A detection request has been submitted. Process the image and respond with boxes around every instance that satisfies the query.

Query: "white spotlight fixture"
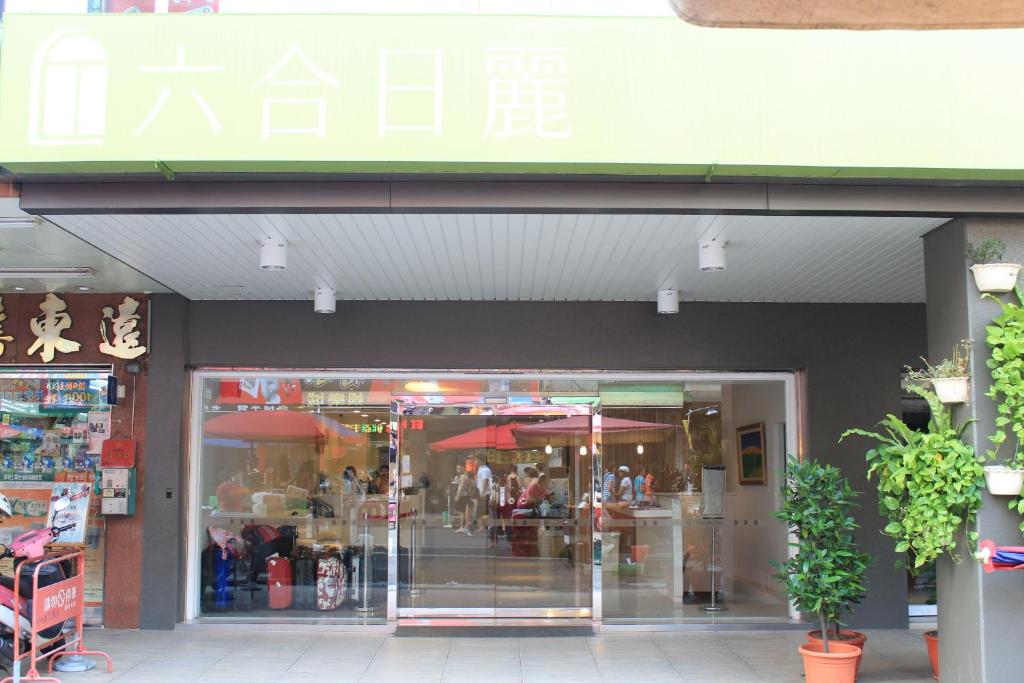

━━━━━━━━━━

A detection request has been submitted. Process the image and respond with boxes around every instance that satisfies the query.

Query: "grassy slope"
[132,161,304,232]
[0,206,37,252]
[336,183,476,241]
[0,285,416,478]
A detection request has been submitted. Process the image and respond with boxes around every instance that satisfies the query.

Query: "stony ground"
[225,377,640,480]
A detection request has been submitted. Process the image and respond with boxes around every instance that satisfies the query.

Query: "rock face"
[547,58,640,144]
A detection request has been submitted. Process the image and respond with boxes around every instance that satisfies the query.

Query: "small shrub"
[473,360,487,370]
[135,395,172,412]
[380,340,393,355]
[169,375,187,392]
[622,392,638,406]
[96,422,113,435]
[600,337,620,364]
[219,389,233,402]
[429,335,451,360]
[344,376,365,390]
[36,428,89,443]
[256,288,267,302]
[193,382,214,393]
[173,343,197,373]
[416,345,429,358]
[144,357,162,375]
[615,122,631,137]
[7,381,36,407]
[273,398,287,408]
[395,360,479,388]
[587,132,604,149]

━━━━━━━━━━

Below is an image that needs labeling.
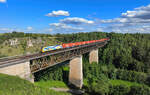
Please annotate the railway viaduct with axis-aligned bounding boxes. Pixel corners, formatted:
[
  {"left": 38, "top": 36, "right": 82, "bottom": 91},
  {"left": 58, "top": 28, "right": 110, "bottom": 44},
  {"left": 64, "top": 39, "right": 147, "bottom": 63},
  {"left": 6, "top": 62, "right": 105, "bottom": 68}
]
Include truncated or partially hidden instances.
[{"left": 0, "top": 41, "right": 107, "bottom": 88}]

━━━━━━━━━━

PROMPT: Please count the lines in the rows above that contain the string "bottom", treating uppercase and lowercase as different, and reply with the number alone.

ANSWER FOR THE TASK: 5